## YOUR TASKS
1) For each statement (a), (b), (c), decide whether it agrees with the gas station post, answering yes or no and quoting the exact words from the post that settle it. (a) The incident behind the comic took place the day before the post. (b) The person who opened the door thanked the writer. (c) The writer finds being flipped off upsetting.
2) Write a continuation of the gas station post, beginning right after its final sentence.

## QUOTED PASSAGE
......
There Is No Right Answer To This Question
on October 10, 2012 at 3:00 amFor the record today’s zombie comic is inspired by a weird incident I had at a gas station yesterday. Since in addition to drawing a webcomic I like to blog about my life a bit I’ll share.
I thanked what I thought was a girl for opening the door at the gas station. Turns out it was a dude, who did not appreciate my honest mistake. He/she/it was less than pleased with me and flipped me off. (That’s always amusing to me btw) However, it’s not my fault, he had long hair, feminine features, and apparently his little sister’s clothes on.
Dude, it was an honest mistake, I’m not psychic, and if it truly bothers you cut your hair and grow a beard and wear something more manly.
Basically try to look as ruggedly manly as I do every single day of my ruggedly manly life. (If I say ruggedly manly enough, people might believe it)
......
Object detection data:
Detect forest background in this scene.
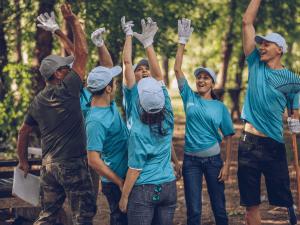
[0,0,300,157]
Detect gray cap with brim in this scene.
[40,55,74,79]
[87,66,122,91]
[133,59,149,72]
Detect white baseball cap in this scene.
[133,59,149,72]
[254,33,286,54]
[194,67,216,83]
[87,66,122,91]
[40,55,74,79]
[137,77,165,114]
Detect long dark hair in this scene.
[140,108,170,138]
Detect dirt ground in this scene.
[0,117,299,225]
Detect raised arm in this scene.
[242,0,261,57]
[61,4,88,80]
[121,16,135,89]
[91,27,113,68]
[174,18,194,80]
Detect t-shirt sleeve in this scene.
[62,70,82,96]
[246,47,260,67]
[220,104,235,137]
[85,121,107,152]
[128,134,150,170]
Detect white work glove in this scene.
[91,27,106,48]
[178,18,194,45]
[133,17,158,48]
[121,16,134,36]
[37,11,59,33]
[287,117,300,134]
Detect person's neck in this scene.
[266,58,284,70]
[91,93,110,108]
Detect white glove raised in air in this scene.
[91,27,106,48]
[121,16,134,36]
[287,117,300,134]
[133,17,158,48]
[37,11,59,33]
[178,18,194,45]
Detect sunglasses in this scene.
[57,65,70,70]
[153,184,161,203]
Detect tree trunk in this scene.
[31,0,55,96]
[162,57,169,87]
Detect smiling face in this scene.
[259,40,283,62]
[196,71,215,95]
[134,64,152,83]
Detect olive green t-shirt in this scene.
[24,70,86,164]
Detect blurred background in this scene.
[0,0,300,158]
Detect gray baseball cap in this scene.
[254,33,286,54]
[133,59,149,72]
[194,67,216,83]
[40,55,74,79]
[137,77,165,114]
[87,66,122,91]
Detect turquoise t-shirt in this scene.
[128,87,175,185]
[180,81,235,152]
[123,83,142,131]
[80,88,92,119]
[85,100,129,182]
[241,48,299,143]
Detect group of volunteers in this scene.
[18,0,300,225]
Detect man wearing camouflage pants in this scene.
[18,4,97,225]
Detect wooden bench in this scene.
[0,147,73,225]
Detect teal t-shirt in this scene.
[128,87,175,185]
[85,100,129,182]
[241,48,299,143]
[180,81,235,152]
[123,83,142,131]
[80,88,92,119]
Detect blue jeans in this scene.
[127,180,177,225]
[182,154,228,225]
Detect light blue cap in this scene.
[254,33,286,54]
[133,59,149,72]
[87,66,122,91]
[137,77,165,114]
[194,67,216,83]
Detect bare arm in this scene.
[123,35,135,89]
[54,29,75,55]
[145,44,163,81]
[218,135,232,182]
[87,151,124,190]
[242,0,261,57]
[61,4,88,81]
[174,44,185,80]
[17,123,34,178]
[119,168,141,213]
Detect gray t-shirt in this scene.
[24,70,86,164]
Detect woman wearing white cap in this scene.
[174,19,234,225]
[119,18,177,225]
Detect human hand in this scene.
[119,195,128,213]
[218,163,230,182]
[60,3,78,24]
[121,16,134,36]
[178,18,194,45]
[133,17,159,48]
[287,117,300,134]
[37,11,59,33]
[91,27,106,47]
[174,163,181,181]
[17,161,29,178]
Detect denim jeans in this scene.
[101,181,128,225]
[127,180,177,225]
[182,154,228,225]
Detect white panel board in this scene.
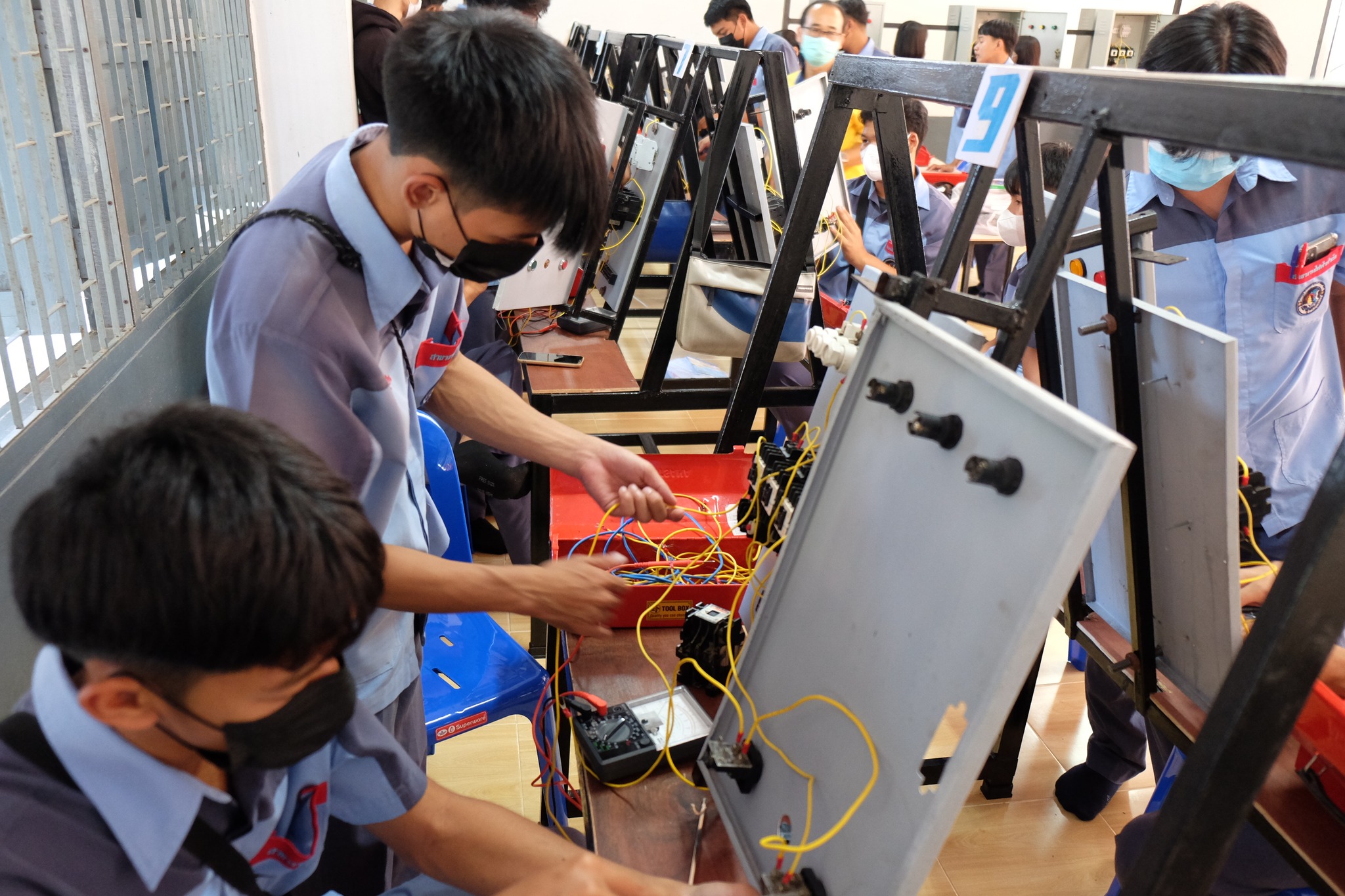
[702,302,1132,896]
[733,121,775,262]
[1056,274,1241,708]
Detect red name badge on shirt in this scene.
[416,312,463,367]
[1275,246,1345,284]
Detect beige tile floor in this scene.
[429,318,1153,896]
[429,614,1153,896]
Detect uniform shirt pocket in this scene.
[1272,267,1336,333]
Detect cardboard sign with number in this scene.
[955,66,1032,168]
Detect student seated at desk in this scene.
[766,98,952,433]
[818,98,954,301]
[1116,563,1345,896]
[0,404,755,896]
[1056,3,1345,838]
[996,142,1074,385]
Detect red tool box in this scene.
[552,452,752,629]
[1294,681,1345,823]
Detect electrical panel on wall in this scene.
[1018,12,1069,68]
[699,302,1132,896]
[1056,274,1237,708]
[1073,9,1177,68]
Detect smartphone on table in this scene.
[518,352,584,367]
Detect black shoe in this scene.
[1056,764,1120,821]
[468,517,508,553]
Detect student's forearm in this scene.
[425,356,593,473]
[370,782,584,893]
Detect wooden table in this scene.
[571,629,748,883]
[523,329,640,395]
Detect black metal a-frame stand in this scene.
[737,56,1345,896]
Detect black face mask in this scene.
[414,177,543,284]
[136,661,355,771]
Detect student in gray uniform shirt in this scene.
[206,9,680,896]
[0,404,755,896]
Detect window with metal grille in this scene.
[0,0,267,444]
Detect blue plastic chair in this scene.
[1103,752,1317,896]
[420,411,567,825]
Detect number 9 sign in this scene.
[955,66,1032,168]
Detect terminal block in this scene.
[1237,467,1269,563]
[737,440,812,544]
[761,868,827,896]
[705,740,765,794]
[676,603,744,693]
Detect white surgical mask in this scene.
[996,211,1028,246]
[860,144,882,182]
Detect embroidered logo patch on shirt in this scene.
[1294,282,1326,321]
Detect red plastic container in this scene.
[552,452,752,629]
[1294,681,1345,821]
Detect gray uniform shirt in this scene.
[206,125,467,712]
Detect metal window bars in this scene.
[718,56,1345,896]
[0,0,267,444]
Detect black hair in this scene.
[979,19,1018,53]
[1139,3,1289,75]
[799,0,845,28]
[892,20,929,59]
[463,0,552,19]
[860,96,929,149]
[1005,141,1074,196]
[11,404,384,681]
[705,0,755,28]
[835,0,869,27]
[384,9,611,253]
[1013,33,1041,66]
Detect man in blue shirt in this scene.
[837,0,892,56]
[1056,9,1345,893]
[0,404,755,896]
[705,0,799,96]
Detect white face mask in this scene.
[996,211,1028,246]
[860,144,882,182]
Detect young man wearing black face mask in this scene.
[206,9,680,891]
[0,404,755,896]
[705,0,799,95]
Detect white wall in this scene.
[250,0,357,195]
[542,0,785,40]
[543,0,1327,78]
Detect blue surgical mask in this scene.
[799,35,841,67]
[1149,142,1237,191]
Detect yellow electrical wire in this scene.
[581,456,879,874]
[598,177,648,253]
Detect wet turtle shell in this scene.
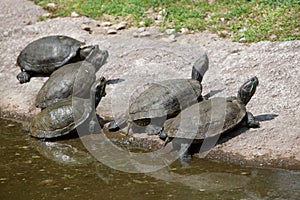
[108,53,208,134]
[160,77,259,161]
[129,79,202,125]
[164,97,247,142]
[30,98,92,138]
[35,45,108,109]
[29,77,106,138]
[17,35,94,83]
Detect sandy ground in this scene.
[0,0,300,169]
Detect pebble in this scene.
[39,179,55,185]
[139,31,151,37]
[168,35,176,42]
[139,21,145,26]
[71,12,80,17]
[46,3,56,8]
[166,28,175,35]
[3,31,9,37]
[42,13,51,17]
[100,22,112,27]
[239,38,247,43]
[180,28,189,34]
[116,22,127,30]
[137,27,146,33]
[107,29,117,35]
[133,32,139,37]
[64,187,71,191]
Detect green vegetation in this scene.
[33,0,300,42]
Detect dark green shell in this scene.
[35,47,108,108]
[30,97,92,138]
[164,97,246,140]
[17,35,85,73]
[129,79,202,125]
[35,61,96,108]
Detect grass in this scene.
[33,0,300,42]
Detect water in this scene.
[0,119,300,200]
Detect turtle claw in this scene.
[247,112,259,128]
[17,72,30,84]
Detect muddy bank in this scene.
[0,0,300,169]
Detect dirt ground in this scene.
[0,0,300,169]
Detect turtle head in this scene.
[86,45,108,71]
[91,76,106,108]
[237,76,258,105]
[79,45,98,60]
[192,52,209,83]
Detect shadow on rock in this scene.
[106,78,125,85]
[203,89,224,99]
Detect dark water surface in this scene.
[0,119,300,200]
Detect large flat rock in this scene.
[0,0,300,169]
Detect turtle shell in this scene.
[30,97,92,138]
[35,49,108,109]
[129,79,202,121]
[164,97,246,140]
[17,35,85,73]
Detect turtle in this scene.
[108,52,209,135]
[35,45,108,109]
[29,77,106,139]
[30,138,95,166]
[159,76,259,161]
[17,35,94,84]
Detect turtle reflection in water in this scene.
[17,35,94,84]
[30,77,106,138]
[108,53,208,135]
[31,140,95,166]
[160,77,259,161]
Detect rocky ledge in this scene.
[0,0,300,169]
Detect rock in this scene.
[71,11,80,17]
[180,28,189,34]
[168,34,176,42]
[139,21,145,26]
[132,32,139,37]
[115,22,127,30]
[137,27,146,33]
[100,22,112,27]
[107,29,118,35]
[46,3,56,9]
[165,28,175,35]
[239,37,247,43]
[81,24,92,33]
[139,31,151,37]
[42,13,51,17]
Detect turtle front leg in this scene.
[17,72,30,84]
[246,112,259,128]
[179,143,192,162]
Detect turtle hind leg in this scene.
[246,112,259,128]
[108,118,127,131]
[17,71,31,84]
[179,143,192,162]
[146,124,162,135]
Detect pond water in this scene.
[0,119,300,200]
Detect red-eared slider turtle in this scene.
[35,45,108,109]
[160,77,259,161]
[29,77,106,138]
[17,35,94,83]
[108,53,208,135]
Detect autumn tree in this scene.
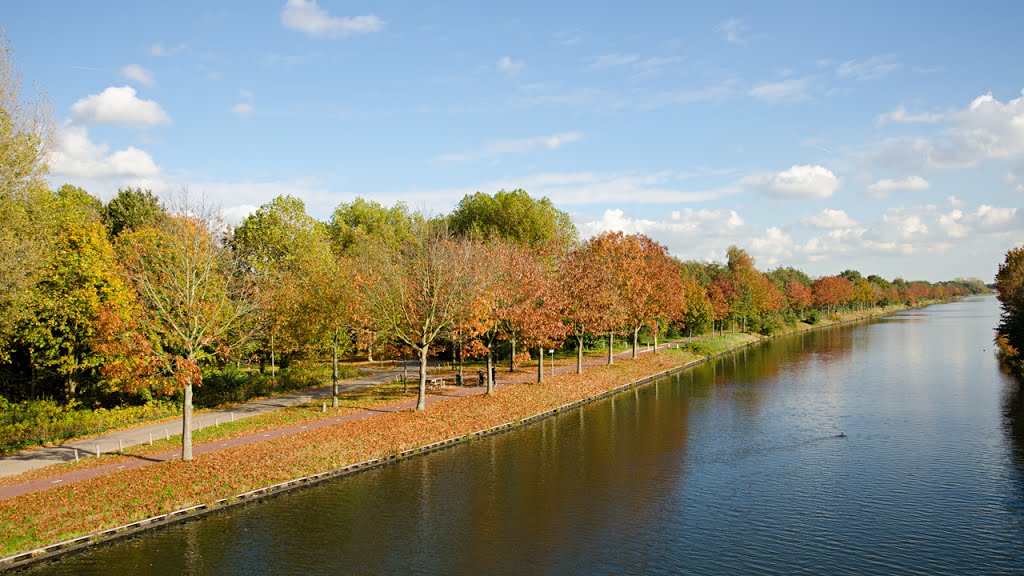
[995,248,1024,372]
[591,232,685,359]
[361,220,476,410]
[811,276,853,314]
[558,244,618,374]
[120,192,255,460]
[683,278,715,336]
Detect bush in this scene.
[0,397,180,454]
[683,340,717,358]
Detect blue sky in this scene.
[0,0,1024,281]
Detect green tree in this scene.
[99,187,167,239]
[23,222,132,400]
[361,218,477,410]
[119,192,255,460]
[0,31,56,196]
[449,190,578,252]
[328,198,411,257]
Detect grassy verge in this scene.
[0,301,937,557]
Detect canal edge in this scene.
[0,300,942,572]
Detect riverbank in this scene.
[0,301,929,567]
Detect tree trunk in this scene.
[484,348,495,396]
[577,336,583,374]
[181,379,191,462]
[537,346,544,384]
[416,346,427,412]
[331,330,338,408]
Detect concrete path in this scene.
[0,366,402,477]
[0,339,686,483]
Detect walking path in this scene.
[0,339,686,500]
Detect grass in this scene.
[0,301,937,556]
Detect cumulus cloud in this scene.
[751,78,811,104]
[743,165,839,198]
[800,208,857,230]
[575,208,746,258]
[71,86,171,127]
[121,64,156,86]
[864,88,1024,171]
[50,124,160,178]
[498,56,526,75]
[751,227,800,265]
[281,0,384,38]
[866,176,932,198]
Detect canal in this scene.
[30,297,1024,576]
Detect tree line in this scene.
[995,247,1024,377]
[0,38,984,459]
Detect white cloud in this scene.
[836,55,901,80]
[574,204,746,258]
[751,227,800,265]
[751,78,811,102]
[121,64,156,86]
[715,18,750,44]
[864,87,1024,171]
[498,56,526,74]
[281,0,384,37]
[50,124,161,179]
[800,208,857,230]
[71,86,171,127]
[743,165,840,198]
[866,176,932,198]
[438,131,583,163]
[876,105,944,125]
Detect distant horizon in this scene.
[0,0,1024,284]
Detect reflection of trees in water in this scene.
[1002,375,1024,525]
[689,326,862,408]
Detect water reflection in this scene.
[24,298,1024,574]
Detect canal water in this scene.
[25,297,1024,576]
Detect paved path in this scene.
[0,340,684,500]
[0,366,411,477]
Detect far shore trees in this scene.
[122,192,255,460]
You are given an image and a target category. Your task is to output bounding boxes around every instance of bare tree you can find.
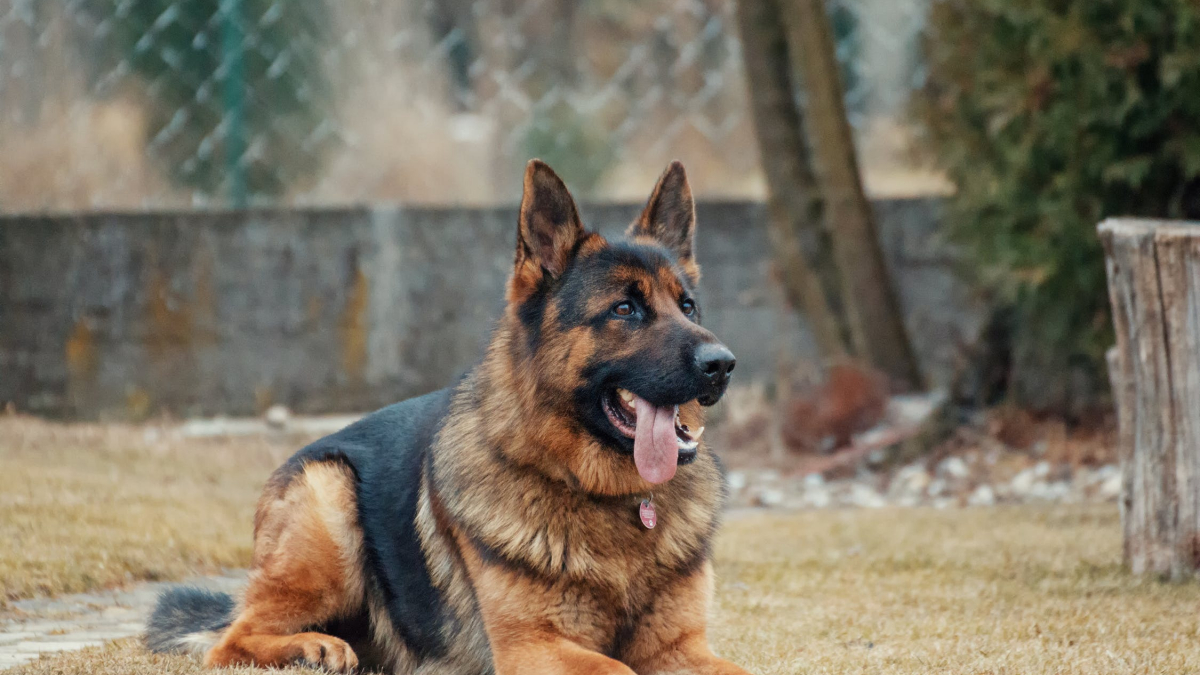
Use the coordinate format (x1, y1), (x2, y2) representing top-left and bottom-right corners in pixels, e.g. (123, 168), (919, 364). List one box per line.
......
## RESULTS FOR THE EXERCISE
1)
(a) Yes: "inspired by a weird incident I had at a gas station yesterday"
(b) No: "I thanked what I thought was a girl for opening the door at the gas station"
(c) No: "(That’s always amusing to me btw)"

2)
It has been suggested I should have stared at the chestal region of this individual to determine their gender…. What! That’s madness! Has Jerry Seinfeild taught us nothing. Staring at Cleavage is like staring at the sun! You get a quick glance and then you look away lest you be destroyed. I simply was not willing to take the risk this day. If I had perhaps tragedy could have been averted… or not.
Well it won’t be the first nor the last time I’ll offend someone. I am aware that I’m kind of an ass. I’m working on it.


ok, since I feel sorry for you guys, Phrases That Can Save Your Life:
“I was just noticing how flattering that shirt is on you. That color is very flattering”
If you can be flattering without being vulgar, suddenly you go from creeper to prince charming and she is glowing for the rest of the day thinking she’s beautiful. Can be hard to balance between sounding like your complimenting your mother, or too far the other way and she’s reaching for pepper spray.
“Oh sorry, I was thinking my boyfriend/wife would love that outfit” works even if single male, throw her off. She’ll feel uncomfortable for accusing you. Downside is once you’ve declared your gay as a defense, you prob can’t ask her out.
If she’s wearing a necklace, ask her what it means and try to pretend interest as she explains. Nod and do your best to look her in eye while she’s talking. Falling asleep during this can get you hit with a blunt object.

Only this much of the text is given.